● **Stated goal**
Repeat the material word for word, from its first line through the line that contains "[[245, 77], [351, 91], [40, 51], [62, 72]]".

## BEGIN Supplied information

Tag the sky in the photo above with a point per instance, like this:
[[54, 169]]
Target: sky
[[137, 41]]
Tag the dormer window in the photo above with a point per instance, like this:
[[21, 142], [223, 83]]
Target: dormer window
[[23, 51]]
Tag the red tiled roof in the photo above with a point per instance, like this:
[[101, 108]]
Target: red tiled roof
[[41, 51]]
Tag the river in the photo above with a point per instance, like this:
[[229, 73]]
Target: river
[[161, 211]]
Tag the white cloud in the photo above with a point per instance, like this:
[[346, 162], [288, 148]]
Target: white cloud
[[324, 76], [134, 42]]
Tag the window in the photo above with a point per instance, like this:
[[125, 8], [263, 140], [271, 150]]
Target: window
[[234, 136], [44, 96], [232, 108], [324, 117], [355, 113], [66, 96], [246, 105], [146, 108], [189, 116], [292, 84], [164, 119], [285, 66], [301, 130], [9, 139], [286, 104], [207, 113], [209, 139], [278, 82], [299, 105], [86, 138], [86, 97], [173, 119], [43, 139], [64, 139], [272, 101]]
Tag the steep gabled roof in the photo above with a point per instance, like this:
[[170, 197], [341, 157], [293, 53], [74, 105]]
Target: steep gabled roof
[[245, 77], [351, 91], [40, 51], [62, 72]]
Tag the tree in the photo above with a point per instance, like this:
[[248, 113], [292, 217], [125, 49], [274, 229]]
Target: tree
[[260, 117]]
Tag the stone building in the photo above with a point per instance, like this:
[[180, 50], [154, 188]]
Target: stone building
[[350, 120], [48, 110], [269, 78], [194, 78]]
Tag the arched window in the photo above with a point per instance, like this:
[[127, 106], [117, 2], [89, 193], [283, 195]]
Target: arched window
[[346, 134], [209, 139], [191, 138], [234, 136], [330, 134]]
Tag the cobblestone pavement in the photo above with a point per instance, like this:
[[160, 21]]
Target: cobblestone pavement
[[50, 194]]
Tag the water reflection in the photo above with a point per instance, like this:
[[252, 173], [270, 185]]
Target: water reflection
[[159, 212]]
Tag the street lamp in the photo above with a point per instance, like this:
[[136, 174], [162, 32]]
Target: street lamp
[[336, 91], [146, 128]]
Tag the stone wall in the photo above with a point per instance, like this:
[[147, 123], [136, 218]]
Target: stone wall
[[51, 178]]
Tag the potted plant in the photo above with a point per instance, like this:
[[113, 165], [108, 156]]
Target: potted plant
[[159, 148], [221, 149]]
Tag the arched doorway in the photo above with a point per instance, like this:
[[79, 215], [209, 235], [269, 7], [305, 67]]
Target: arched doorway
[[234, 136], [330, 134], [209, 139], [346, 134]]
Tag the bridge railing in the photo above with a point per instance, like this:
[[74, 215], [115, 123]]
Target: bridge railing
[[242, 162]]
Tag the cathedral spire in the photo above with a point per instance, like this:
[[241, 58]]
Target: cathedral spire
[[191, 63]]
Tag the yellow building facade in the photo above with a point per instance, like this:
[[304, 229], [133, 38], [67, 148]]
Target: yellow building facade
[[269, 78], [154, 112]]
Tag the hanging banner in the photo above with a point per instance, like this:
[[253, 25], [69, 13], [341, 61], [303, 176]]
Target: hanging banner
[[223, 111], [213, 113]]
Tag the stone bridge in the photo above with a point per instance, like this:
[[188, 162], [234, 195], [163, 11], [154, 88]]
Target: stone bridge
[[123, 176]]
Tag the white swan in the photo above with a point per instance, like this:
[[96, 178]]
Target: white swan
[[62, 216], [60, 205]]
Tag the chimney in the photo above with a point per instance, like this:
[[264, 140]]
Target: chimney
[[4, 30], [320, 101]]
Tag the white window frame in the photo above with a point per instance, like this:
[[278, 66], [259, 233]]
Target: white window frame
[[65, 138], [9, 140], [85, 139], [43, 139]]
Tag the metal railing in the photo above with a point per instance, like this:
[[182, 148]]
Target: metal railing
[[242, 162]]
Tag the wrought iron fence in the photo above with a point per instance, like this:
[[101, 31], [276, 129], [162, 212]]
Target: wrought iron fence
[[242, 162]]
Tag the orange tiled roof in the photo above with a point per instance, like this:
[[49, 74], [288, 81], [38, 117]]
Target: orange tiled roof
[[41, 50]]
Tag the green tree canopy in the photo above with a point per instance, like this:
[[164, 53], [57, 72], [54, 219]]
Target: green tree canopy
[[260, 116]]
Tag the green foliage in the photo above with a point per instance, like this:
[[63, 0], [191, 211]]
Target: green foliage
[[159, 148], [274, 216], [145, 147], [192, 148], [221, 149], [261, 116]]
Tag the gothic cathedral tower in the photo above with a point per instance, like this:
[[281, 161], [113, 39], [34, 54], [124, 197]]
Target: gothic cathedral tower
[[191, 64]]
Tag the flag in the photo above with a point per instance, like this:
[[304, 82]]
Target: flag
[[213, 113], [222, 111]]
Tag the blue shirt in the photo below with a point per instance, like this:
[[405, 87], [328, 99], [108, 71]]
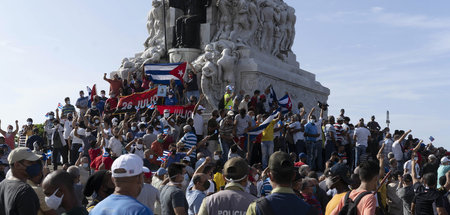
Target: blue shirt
[[311, 128], [120, 205]]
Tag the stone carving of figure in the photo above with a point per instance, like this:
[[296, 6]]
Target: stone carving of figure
[[290, 28], [224, 19], [240, 21], [188, 26], [267, 17], [209, 80], [226, 66]]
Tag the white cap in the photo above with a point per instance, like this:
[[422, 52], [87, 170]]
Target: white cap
[[127, 165], [445, 160]]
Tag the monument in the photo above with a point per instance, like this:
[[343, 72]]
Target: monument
[[243, 43]]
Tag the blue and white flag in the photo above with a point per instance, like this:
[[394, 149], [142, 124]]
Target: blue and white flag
[[285, 104], [163, 73], [258, 130]]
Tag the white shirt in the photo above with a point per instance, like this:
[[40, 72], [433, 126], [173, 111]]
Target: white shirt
[[397, 150], [299, 135], [407, 168], [148, 196], [76, 140], [362, 136], [116, 146], [198, 123]]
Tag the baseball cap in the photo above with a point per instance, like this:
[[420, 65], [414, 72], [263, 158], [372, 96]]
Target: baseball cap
[[200, 107], [443, 160], [280, 162], [302, 155], [22, 153], [161, 171], [342, 171], [235, 169], [127, 165]]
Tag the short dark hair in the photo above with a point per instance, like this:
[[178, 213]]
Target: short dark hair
[[175, 169], [429, 179], [368, 170]]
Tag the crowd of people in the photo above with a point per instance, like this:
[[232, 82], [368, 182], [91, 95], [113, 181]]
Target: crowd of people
[[91, 160]]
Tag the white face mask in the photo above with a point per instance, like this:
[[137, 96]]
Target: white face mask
[[54, 201]]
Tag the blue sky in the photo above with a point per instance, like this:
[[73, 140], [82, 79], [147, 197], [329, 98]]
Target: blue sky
[[373, 55]]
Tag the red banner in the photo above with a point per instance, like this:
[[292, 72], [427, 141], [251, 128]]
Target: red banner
[[185, 111], [137, 100]]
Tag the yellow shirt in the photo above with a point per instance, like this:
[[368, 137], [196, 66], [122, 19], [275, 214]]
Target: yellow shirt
[[334, 202], [218, 179], [268, 132]]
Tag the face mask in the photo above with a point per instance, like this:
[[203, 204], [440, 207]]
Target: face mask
[[33, 170], [85, 165], [54, 201]]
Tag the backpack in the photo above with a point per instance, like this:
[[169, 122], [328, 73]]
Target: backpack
[[350, 207]]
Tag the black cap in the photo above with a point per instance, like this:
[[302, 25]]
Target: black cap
[[342, 171], [280, 162]]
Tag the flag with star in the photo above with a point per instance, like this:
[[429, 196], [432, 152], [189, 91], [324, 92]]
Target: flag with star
[[163, 73]]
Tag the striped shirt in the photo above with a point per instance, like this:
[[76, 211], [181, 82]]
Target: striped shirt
[[190, 140]]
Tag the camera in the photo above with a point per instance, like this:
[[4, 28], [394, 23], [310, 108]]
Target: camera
[[322, 105]]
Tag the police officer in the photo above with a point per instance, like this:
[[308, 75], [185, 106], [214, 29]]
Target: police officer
[[234, 199]]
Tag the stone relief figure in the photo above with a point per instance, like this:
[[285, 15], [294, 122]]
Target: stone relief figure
[[209, 82], [267, 19], [224, 19], [188, 26], [226, 65], [240, 21]]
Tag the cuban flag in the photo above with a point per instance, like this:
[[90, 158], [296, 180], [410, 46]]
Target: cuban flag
[[258, 130], [272, 96], [285, 104], [163, 73]]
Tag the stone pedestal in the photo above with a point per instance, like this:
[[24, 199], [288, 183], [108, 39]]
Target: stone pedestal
[[177, 55]]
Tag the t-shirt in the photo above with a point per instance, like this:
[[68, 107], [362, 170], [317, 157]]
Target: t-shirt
[[241, 124], [120, 205], [366, 206], [298, 135], [17, 198], [362, 136], [172, 197], [148, 196], [198, 123], [425, 198], [397, 150], [334, 202]]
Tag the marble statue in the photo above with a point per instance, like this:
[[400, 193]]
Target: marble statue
[[188, 26]]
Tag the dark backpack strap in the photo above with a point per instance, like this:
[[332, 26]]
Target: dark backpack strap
[[263, 205], [360, 196]]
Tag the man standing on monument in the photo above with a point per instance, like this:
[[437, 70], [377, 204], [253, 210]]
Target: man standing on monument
[[188, 26]]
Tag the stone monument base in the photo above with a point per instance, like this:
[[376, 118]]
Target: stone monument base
[[177, 55]]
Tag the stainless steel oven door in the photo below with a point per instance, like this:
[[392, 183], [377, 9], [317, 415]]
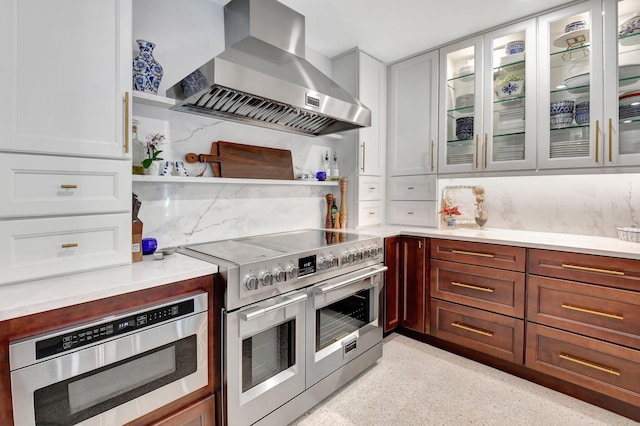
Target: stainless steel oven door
[[343, 320], [264, 356], [117, 380]]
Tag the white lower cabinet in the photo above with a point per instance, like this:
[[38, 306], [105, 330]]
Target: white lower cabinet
[[38, 247], [370, 213], [41, 185], [415, 213]]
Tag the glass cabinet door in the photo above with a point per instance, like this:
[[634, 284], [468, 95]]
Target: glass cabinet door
[[622, 83], [570, 114], [510, 88], [461, 69]]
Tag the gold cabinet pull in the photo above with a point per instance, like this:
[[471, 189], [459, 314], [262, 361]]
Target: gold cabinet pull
[[597, 139], [590, 364], [472, 329], [473, 287], [126, 122], [610, 140], [591, 311], [472, 253], [433, 145], [486, 141], [588, 269], [477, 137]]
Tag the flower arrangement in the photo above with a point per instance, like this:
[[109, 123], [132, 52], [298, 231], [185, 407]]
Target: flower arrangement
[[152, 149]]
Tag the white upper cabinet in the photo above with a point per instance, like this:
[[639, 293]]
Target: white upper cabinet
[[66, 69], [488, 98], [589, 114], [510, 89], [413, 116]]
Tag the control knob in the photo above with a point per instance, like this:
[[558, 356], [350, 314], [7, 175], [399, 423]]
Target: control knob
[[266, 278], [292, 271], [251, 282], [280, 275]]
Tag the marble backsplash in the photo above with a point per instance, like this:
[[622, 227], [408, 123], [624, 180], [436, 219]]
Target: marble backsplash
[[573, 204]]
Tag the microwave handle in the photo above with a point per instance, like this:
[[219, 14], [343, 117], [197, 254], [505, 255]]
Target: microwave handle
[[330, 287], [256, 312]]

## END Supplied information

● **Solution to the problem**
Tag the sky in the photo above with a point per instance, like this:
[[54, 169]]
Target: sky
[[137, 41]]
Tag the dormer window in the photo above with a point per instance, like this:
[[21, 142], [223, 83]]
Target: dormer window
[[23, 51]]
Tag the red tiled roof in the photo above with a point per instance, like this:
[[101, 108]]
Target: red tiled roof
[[41, 51]]
Tag the river in the photo above with a point per instance, like this:
[[229, 73]]
Target: river
[[161, 211]]
Tag the white cloud in the photo above with a point per instance, like this:
[[346, 162], [288, 148]]
Target: white cloud
[[324, 76], [134, 42]]
Tag the window in the photo above with a point per instance, like this:
[[125, 8], [263, 140], [271, 150]]
Target: window
[[234, 136], [44, 96], [232, 108], [324, 117], [355, 113], [66, 96], [246, 105], [146, 108], [189, 116], [292, 84], [164, 119], [285, 66], [301, 130], [9, 139], [286, 104], [207, 113], [209, 139], [278, 82], [299, 105], [86, 138], [86, 97], [173, 119], [43, 139], [64, 139], [272, 101]]
Tag the steep gabled roof in the photo above with a point per instance, like this:
[[170, 197], [341, 157], [293, 53], [74, 105]]
Target: steep gabled roof
[[245, 77], [351, 91], [40, 51], [62, 72]]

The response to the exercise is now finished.